== Given instruction ==
Reproduce the merger-tree rescaling summary between "What carries the" and "0.1 CPU hours.", inclusive, changing "dense grid" to "fine grid".

== Source extract ==
•••
Rescaling merger trees from 64 base N-body simulations produces galaxy statistics across cosmological parameters at the accuracy of 750 full simulations.

A machine-rendered reading of the paper's core claim, the machinery that carries it, and where it could break.

The paper establishes that cosmological rescaling can be applied directly to halo merger trees, allowing the Santa Cruz semi-analytic model to generate galaxy populations for many values of Omega_m and sigma_8 without new N-body runs for each. A single-parameter correction based on halo profiles removes most systematic mass bias in the rescaled trees. When these rescaled trees are used to train models for parameter estimation from the stellar mass function or two-point correlation function, 64 base simulations expanded to roughly 1000 samples perform as well as 750 dedicated simulations, and scaling to 3200 samples improves Omega_m recovery by about 25 percent. The entire rescaling step costs only 0.1 CPU hours per original simulation. This approach addresses the expense of densely sampling cosmological parameters for galaxy survey analyses.

Core claim

Extending cosmological rescaling to merger trees with a halo-profile-based correction controlled by one free parameter suppresses systematic bias in rescaled halo masses to below the percent level across the Omega_m-sigma_8 plane, enabling the Santa Cruz semi-analytic model to produce accurate galaxy summary statistics for new cosmologies at negligible added cost; as few as 64 base N-body simulations rescaled to about 1000 training samples match the accuracy of 750 dedicated N-body simulations for estimating Omega_m and sigma_8, with further improvement at 3200 realisations.

What carries the argument

Cosmological rescaling applied directly to merger trees together with a single-parameter halo-profile correction that adjusts masses to the target cosmology while feeding the Santa Cruz semi-analytic model.

If this is right

  • Galaxy summary statistics become available across a dense grid of Omega_m and sigma_8 without the cost of new N-body simulations for each point.
  • The computational overhead of rescaling all trees from one CAMELS-SAM simulation remains around 0.1 CPU hours.
  • Prediction accuracy for Omega_m increases by roughly 25 percent when the number of rescaled realisations rises from 1000 to 3200.
  • The same rescaled trees can be fed to other semi-analytic models at essentially zero extra cost.

Where Pith is reading between the lines

These are editorial extensions of the paper, not claims the author makes directly.

  • The method could be combined with existing suites that already vary astrophysical parameters to produce joint cosmological and astrophysical training sets.
  • If the single-parameter correction proves stable, the approach might be tested on other N-body codes or initial condition generators beyond those used here.

Load-bearing premise

The single free parameter in the halo-profile correction removes bias in rescaled halo masses to below one percent without degrading the accuracy of the semi-analytic galaxy formation outputs.
•••
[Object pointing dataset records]

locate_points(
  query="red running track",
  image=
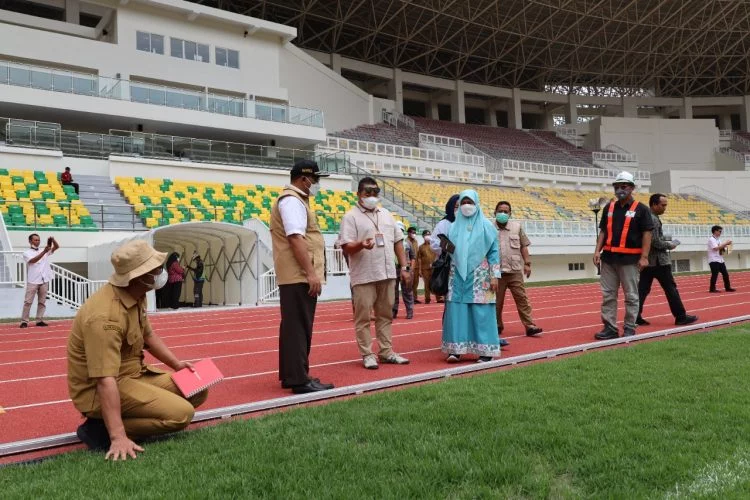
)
(244, 344)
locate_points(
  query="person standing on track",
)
(38, 275)
(515, 263)
(716, 248)
(660, 268)
(122, 398)
(372, 241)
(622, 250)
(299, 262)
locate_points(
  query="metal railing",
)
(743, 158)
(616, 157)
(587, 229)
(65, 287)
(56, 80)
(440, 140)
(398, 151)
(21, 133)
(393, 118)
(557, 170)
(490, 163)
(393, 169)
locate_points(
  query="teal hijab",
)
(473, 236)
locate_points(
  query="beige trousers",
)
(152, 405)
(40, 291)
(379, 297)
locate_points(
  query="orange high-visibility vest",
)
(620, 248)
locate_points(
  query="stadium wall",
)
(310, 82)
(660, 144)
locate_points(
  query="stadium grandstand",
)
(180, 121)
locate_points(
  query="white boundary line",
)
(244, 409)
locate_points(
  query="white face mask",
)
(468, 210)
(371, 202)
(159, 281)
(314, 188)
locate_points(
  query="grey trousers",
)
(613, 276)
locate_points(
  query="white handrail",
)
(399, 151)
(547, 169)
(440, 140)
(405, 170)
(65, 286)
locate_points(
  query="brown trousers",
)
(152, 405)
(426, 275)
(379, 297)
(40, 291)
(514, 282)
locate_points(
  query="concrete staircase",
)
(107, 206)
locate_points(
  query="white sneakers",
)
(371, 362)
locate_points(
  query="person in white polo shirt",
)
(37, 277)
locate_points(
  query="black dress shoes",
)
(686, 320)
(93, 433)
(311, 386)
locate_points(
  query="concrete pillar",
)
(571, 110)
(725, 121)
(396, 90)
(434, 113)
(745, 113)
(515, 120)
(629, 107)
(336, 63)
(490, 115)
(687, 108)
(73, 12)
(458, 106)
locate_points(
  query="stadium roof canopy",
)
(662, 47)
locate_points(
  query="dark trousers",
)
(295, 333)
(174, 295)
(716, 268)
(662, 274)
(197, 293)
(74, 184)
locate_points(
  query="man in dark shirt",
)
(660, 268)
(622, 250)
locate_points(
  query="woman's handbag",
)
(440, 273)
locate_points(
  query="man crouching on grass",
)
(122, 398)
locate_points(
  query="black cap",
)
(307, 167)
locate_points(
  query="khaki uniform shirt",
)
(512, 239)
(376, 264)
(107, 340)
(425, 257)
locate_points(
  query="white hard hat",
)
(624, 178)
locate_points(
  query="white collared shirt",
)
(293, 213)
(38, 272)
(713, 250)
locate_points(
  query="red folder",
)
(191, 383)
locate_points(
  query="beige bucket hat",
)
(132, 259)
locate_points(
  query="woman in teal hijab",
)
(470, 323)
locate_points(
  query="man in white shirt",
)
(371, 240)
(715, 260)
(38, 274)
(299, 262)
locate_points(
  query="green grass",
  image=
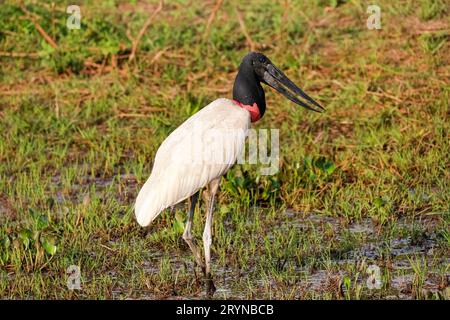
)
(365, 183)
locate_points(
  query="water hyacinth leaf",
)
(41, 222)
(25, 236)
(329, 167)
(48, 246)
(6, 242)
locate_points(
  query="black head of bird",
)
(255, 69)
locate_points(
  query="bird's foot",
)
(210, 287)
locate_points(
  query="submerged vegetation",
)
(361, 187)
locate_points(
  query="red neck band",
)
(255, 115)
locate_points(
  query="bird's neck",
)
(248, 93)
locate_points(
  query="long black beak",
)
(275, 78)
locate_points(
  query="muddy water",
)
(395, 255)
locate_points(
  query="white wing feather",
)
(203, 148)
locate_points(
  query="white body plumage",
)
(203, 148)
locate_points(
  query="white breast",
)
(203, 148)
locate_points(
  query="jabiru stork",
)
(187, 160)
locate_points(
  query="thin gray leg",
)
(207, 237)
(187, 235)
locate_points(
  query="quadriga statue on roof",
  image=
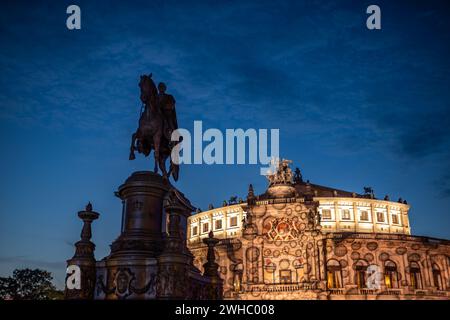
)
(157, 121)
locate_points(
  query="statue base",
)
(149, 259)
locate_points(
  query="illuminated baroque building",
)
(300, 240)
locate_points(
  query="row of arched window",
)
(390, 275)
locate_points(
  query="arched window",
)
(334, 274)
(361, 272)
(414, 276)
(437, 279)
(390, 274)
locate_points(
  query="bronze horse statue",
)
(150, 133)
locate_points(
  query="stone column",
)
(80, 282)
(175, 262)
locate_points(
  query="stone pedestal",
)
(149, 259)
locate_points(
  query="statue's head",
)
(162, 87)
(148, 88)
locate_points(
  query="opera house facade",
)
(299, 240)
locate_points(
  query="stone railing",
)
(385, 236)
(280, 287)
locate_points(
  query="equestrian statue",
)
(157, 121)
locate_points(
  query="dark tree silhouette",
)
(28, 284)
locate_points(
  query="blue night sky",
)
(355, 107)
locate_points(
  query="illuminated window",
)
(285, 276)
(345, 214)
(380, 217)
(334, 276)
(361, 271)
(394, 219)
(326, 214)
(437, 279)
(390, 274)
(414, 276)
(364, 216)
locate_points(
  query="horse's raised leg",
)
(162, 165)
(132, 147)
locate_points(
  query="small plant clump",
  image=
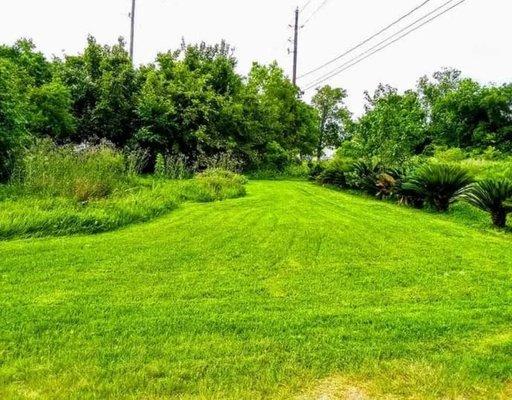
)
(493, 196)
(438, 184)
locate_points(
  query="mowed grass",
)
(295, 291)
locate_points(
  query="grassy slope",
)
(293, 290)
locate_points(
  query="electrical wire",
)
(358, 59)
(305, 5)
(366, 40)
(314, 13)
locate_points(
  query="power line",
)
(366, 40)
(388, 38)
(337, 72)
(132, 30)
(314, 13)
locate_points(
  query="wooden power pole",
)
(295, 45)
(132, 30)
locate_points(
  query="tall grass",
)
(90, 189)
(79, 172)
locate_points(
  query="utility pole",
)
(132, 31)
(295, 46)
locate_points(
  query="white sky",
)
(475, 37)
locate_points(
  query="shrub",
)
(172, 166)
(217, 184)
(491, 195)
(82, 172)
(438, 184)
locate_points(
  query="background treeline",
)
(189, 102)
(445, 111)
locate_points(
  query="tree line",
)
(446, 110)
(190, 102)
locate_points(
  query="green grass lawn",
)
(294, 291)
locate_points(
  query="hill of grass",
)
(294, 291)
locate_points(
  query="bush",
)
(217, 184)
(81, 172)
(493, 196)
(438, 184)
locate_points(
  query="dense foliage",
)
(446, 110)
(189, 103)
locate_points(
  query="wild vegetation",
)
(292, 292)
(62, 190)
(279, 294)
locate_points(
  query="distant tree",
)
(13, 109)
(393, 127)
(51, 114)
(332, 115)
(463, 113)
(104, 87)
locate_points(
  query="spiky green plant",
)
(491, 195)
(438, 184)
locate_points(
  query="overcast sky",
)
(474, 37)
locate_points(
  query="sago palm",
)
(493, 196)
(438, 184)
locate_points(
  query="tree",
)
(332, 114)
(463, 113)
(393, 127)
(13, 108)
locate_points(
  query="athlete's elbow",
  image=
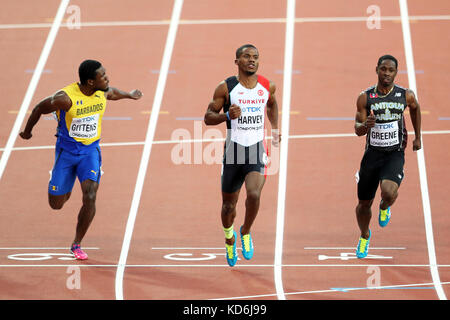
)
(207, 119)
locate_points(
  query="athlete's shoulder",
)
(71, 88)
(264, 82)
(369, 89)
(231, 82)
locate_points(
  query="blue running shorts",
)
(68, 166)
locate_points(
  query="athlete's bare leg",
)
(57, 202)
(389, 193)
(363, 216)
(228, 213)
(254, 182)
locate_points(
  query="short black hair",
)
(387, 57)
(88, 70)
(241, 49)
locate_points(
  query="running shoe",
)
(363, 246)
(231, 252)
(384, 216)
(77, 252)
(247, 245)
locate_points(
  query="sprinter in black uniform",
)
(245, 99)
(379, 116)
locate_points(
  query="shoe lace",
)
(230, 251)
(384, 214)
(362, 245)
(246, 238)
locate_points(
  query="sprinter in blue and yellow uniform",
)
(79, 108)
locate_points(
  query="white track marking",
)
(33, 84)
(287, 83)
(167, 55)
(226, 266)
(404, 286)
(420, 155)
(13, 26)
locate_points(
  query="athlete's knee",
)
(389, 196)
(57, 202)
(228, 207)
(56, 205)
(89, 196)
(364, 205)
(89, 189)
(253, 196)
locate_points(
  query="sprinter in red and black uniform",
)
(379, 116)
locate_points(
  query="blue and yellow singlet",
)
(80, 127)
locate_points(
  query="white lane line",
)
(420, 155)
(351, 248)
(401, 286)
(46, 248)
(33, 84)
(226, 266)
(291, 137)
(287, 83)
(164, 70)
(12, 26)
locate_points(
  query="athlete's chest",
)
(387, 108)
(83, 106)
(251, 100)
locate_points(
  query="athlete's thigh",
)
(254, 181)
(89, 166)
(392, 169)
(63, 173)
(232, 178)
(368, 176)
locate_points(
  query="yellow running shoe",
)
(247, 245)
(363, 246)
(231, 252)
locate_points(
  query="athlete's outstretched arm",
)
(117, 94)
(416, 118)
(213, 115)
(59, 101)
(362, 121)
(272, 114)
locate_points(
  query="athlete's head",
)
(93, 74)
(387, 70)
(247, 59)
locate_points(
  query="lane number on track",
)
(191, 257)
(40, 256)
(347, 256)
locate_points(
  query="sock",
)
(229, 232)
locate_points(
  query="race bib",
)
(384, 134)
(85, 128)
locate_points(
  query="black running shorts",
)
(377, 166)
(238, 161)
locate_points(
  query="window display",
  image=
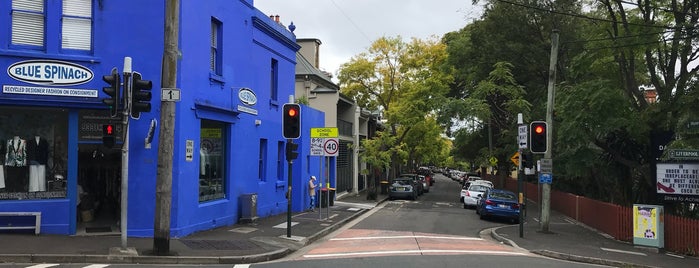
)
(33, 153)
(212, 152)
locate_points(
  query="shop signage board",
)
(678, 178)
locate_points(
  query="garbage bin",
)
(384, 187)
(323, 196)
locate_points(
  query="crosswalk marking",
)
(44, 265)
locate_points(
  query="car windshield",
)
(502, 196)
(402, 181)
(478, 188)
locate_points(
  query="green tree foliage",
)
(403, 81)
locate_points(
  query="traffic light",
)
(291, 152)
(108, 139)
(537, 137)
(113, 91)
(140, 95)
(291, 122)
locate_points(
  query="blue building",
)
(236, 69)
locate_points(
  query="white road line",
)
(413, 252)
(405, 236)
(624, 251)
(44, 265)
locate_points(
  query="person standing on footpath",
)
(312, 191)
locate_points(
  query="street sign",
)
(324, 132)
(170, 94)
(317, 146)
(684, 154)
(545, 178)
(515, 158)
(331, 147)
(522, 138)
(546, 165)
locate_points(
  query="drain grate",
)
(220, 244)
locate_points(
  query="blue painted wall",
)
(250, 41)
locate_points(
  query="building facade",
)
(235, 71)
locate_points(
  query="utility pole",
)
(546, 188)
(163, 194)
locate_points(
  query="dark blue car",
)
(498, 204)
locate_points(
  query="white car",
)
(473, 193)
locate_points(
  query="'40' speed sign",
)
(331, 146)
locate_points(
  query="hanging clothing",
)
(16, 155)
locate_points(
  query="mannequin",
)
(16, 164)
(37, 156)
(2, 169)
•••
== The response ==
What carries the argument

Cosmological rescaling applied directly to merger trees together with a single-parameter halo-profile correction that adjusts masses to the target cosmology while feeding the Santa Cruz semi-analytic model.

If this is right

  • Galaxy summary statistics become available across a fine grid of Omega_m and sigma_8 without the cost of new N-body simulations for each point.
  • The computational overhead of rescaling all trees from one CAMELS-SAM simulation remains around 0.1 CPU hours.